Please quote the goat-breeding forum thread below in full, word for word.

*** Opening TEXT SECTION ***

Ginger, Minnie, Zamia, Rosemary and Cookie have shown no signs of heat since exposed to the bucks.


----------



## Southern by choice (Nov 11, 2013)

Yay! 
I know kidding time at your place has got to be so much fun! So many goats so many kids!


----------



## OneFineAcre (Nov 12, 2013)

It's going to be lively for about a week in mid march and then another week end of April.

You'll love this too.  Been emailing a lady in MA about getting a  buckling.  There may be a serious road trip in my future.


----------



## Southern by choice (Nov 12, 2013)

I have a dog going up that way... wanna deliver it?


----------



## OneFineAcre (Nov 12, 2013)

I need to be talked out of this madness, not encouraged.


----------



## Southern by choice (Nov 12, 2013)

but another buck only makes sense.
Can't wait to see some new blood lines down this way!  
We have been trying to bring in some does that aren't from everything around here too.

DD, the one you met, she is a goat hoarder... it is a struggle to keep her in check.


----------



## Southern by choice (Nov 12, 2013)

DD just said maybe you can bring us one too... for our new girls.

see what I mean...


----------



## OneFineAcre (Nov 12, 2013)

I'm definitely looking some new genetics.  This buck's (I said buckling, he is a year and a half old) dam was bred in Texas and is still related to Rocky through Cowboy.  Rocky's Great Grand Sire on his sire's side is the same as this does Great Great Grand Sire on the dam's side (Flat Rocks Mighty Fine)That's the only common I found that far back

I have been spending a lot of time lately looking at pedigrees.  We got all of ours extended pedigree's from ADGA.  That is really one benefit of ADGA is the data on lineage available. You can pay the $15 but that only get's you 3 generations.  Spend a little time and you get it further back.

*** Closing TEXT SECTION ***
*** Opening GIVEN RECORDS ***

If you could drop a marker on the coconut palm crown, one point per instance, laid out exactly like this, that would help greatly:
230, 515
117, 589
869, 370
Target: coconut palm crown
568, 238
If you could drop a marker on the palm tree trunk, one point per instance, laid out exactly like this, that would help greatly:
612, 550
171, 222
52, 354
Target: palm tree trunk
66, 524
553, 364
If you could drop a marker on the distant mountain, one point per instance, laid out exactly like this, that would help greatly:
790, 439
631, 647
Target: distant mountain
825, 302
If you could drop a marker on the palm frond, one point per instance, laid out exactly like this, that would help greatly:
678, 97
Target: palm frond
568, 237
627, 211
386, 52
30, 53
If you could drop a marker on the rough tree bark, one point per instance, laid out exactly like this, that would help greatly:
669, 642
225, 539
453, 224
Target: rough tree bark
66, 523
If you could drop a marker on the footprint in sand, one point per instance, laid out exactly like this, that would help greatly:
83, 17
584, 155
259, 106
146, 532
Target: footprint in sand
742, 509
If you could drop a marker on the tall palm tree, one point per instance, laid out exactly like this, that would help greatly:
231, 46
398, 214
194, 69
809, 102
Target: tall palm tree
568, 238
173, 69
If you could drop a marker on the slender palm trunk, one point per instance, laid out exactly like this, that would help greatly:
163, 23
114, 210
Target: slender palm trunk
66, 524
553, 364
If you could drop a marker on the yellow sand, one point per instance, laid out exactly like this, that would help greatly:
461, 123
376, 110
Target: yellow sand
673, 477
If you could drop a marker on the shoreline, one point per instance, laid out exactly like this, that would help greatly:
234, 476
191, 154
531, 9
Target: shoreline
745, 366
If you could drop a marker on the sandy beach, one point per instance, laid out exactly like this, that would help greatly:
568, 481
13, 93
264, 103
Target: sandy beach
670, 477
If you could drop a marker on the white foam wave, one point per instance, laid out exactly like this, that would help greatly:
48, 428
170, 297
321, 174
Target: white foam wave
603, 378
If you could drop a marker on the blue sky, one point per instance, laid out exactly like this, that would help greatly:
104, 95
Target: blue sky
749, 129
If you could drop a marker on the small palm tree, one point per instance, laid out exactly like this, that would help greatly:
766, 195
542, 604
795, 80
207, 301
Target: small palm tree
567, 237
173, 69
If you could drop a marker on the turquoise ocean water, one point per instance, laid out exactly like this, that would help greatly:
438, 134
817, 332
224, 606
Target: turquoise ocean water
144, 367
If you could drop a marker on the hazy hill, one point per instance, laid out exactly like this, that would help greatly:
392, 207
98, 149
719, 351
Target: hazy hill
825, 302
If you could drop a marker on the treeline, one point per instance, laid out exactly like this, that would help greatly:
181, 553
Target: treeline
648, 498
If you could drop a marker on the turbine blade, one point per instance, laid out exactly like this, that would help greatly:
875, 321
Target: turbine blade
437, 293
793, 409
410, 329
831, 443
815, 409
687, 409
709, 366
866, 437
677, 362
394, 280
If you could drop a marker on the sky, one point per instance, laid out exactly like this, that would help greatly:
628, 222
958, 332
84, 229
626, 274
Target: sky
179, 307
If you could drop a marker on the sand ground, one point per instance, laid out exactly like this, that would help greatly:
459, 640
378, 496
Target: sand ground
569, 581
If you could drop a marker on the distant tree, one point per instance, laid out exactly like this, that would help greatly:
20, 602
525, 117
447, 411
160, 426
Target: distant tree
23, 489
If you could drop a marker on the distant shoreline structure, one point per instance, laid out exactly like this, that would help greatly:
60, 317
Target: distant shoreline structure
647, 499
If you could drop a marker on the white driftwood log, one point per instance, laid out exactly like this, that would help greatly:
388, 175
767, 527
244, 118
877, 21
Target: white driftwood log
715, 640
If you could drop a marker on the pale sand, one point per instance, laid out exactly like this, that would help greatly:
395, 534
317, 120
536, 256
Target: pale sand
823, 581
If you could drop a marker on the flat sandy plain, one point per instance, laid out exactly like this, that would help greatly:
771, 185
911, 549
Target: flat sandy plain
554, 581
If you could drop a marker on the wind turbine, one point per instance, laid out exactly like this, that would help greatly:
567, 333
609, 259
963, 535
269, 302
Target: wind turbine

*** Closing GIVEN RECORDS ***

» **EXERCISE SOLUTION**
Ginger, Minnie, Zamia, Rosemary and Cookie have shown no signs of heat since exposed to the bucks.


----------



## Southern by choice (Nov 11, 2013)

Yay! 
I know kidding time at your place has got to be so much fun! So many goats so many kids!


----------



## OneFineAcre (Nov 12, 2013)

It's going to be lively for about a week in mid march and then another week end of April.

You'll love this too.  Been emailing a lady in MA about getting a  buckling.  There may be a serious road trip in my future.


----------



## Southern by choice (Nov 12, 2013)

I have a dog going up that way... wanna deliver it?


----------



## OneFineAcre (Nov 12, 2013)

I need to be talked out of this madness, not encouraged.


----------



## Southern by choice (Nov 12, 2013)

but another buck only makes sense.
Can't wait to see some new blood lines down this way!  
We have been trying to bring in some does that aren't from everything around here too.

DD, the one you met, she is a goat hoarder... it is a struggle to keep her in check.


----------



## Southern by choice (Nov 12, 2013)

DD just said maybe you can bring us one too... for our new girls.

see what I mean...


----------



## OneFineAcre (Nov 12, 2013)

I'm definitely looking some new genetics.  This buck's (I said buckling, he is a year and a half old) dam was bred in Texas and is still related to Rocky through Cowboy.  Rocky's Great Grand Sire on his sire's side is the same as this does Great Great Grand Sire on the dam's side (Flat Rocks Mighty Fine)That's the only common I found that far back

I have been spending a lot of time lately looking at pedigrees.  We got all of ours extended pedigree's from ADGA.  That is really one benefit of ADGA is the data on lineage available. You can pay the $15 but that only get's you 3 generations.  Spend a little time and you get it further back.